指定任务 1 —
据下面的节选,韩愈年少时依靠谁生活?

节选 —
====

唐代诗歌到中唐,有了一种叫人鼓不起劲来的感觉。过去了盛唐那一代大诗人,中唐诗人显出了平庸之势,虽然技术上挑不出什么大的毛病,但没有了凌厉之气,没有了超迈之气,盛唐的那种豪雄壮阔傲视千古的气概更是没有了。等到韩愈出来,遒力鼎革,奇崛雄伟,才有了“中兴”之象,让读唐诗的人又为之一振,从一段时间的失望中走出来,觉得唐诗毕竟还是唐诗,仍非其他朝代可比。
韩愈是那种真正称得上“才高八斗”的人。他少依孤嫂,刻苦为学,读书日记数千言,尽通六经百家。他有意进行文体革命,捐弃齐、梁绮艳,气势浩荡地领导了一场古文运动。唐宋散文八大家以韩愈为首,从来没有什么争议。韩愈的文名太盛,把他的诗名盖过去了,在一般读者那里,韩愈的散文名篇耳熟能详,而他的诗却不甚了解,好像韩愈是能文不能诗的。
其实这样想是错了。晚唐诗人、诗论家司空图就说得极好:“金之精粗,考其声皆可辨也,岂清于磬而浑于钟哉!然则作者为文、为诗,才格亦可见,岂当善于彼而不善于此耶?愚观文人之为诗,诗人之为文,始皆系其所尚,所尚既专,则搜研愈至,故能炫其功于不朽,亦犹力巨而斗者,所持之器各异,而皆能济胜以为劲敌也。愚尝观韩吏部歌诗累百首,其驱驾气势,若掀雷抉电,撑决于天地之垠,物状其变,不得鼓舞而徇其呼吸也。”诚哉斯言,大才能文亦能诗,反之亦然。司空图还说,“又尝观杜子美《祭太尉房公》文,李太白《佛寺碑赞》,宏技清历,乃其歌诗也。”由此来看韩愈的那些滔滔宏文,又何尝不是其歌诗呢?韩愈跟李白、杜甫尚有不同,李、杜是专注于诗,留下的文不多;韩愈则文、诗兼备,二者都堪称大家。文学史上,像韩愈这样的巨匠为数不多。后人数典忘祖,无知地鄙薄前贤,也正如司空图所言:“后之学者偏浅,片词只句,未能自辨,已侧目相诋訾矣。痛哉!”

====

指定任务 2 —
把下方数据行中从含有“the dark water”的那一行到数据行末尾这一段重新写出,将其中的“in this photo”换成“in this image”,其余一字不改。

====

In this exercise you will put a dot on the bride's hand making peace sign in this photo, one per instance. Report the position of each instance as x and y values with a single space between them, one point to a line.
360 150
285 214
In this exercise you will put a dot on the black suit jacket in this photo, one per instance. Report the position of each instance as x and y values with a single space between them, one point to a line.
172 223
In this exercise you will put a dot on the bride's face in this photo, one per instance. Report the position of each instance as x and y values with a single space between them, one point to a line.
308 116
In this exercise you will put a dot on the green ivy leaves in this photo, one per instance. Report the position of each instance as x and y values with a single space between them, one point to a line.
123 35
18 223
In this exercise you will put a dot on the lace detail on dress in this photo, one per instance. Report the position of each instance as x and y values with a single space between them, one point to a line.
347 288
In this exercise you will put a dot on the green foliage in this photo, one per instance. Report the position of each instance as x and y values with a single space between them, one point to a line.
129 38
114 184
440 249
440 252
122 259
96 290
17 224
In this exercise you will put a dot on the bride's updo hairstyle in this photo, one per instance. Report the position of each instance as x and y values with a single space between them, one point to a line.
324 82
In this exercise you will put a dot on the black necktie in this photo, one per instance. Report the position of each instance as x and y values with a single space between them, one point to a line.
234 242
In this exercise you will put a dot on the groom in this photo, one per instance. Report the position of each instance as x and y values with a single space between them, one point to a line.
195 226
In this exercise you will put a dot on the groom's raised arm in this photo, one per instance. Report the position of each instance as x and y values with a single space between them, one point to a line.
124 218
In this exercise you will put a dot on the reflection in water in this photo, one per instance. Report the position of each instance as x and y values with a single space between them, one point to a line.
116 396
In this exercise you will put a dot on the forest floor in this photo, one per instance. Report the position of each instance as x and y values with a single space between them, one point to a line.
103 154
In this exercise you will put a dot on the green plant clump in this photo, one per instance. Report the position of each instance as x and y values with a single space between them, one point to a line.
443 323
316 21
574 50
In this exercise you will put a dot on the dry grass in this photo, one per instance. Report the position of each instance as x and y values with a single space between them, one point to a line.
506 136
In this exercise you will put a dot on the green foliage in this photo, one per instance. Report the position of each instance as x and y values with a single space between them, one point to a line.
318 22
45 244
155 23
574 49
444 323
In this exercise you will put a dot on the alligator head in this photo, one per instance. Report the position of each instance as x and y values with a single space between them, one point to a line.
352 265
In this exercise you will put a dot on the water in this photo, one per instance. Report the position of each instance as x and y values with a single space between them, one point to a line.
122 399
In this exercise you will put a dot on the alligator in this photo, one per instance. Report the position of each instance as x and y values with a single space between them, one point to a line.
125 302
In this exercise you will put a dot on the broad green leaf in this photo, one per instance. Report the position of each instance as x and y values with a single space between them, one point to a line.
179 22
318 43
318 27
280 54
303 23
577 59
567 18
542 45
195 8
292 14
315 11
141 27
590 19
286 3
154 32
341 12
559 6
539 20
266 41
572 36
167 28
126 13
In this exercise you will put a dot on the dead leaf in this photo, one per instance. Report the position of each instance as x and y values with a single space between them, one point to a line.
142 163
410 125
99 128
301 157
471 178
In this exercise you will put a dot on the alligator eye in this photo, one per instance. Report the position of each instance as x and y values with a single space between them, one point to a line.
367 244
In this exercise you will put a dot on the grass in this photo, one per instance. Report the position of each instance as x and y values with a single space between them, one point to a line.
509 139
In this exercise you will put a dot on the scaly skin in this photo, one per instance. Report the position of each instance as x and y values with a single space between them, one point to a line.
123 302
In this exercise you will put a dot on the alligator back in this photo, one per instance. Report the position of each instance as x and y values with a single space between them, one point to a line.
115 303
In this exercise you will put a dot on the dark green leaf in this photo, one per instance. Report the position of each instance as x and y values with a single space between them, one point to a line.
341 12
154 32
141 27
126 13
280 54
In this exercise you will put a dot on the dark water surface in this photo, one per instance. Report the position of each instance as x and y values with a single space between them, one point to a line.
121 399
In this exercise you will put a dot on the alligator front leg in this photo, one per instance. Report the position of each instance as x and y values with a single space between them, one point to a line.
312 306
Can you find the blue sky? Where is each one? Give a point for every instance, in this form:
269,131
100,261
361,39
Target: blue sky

====

完整答案 1 —
韩愈年少时依靠孤嫂生活。

完整答案 2 —
In this exercise you will put a dot on the dark water surface in this image, one per instance. Report the position of each instance as x and y values with a single space between them, one point to a line.
121 399
In this exercise you will put a dot on the alligator front leg in this image, one per instance. Report the position of each instance as x and y values with a single space between them, one point to a line.
312 306
Can you find the blue sky? Where is each one? Give a point for every instance, in this form:
269,131
100,261
361,39
Target: blue sky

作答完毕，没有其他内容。